If a line in the entries below includes "keypoint", show that line.

§ **DATA IN THIS EXERCISE**:
::::::
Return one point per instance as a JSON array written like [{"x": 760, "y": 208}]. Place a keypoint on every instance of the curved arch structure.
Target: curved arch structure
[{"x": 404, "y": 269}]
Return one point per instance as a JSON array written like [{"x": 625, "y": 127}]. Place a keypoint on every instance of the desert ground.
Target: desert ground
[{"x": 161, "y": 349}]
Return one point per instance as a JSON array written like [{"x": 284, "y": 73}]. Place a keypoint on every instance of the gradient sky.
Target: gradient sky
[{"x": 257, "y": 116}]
::::::
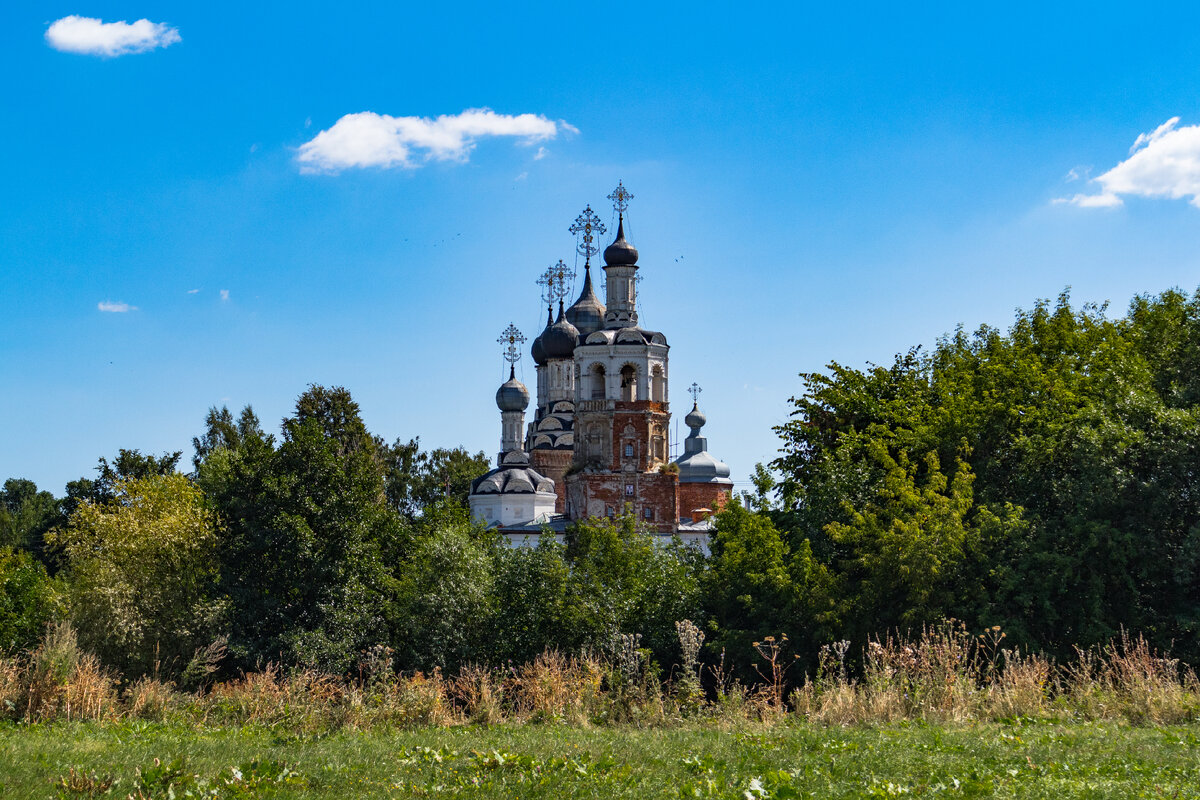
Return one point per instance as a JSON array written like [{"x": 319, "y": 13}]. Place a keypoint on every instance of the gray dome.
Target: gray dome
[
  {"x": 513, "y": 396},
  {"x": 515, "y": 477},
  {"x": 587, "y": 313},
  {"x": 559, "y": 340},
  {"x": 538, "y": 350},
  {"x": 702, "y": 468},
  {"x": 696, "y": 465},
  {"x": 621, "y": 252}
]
::::::
§ **RESPONSE TO THE TASK**:
Return one point per instance as a JSON array written like [{"x": 760, "y": 208}]. Place a keypoint on every instance of the curved arch structure.
Return one point per instance as a JSON array written like [{"x": 625, "y": 127}]. Place a keypoint on every instance of the desert ground.
Return one point per instance as a JSON array written like [{"x": 284, "y": 73}]. Place a keypoint on every instance of the gradient sky.
Return one point per instance as a JSON array written like [{"x": 319, "y": 13}]. Place a keypoint on every instance of the gray dome.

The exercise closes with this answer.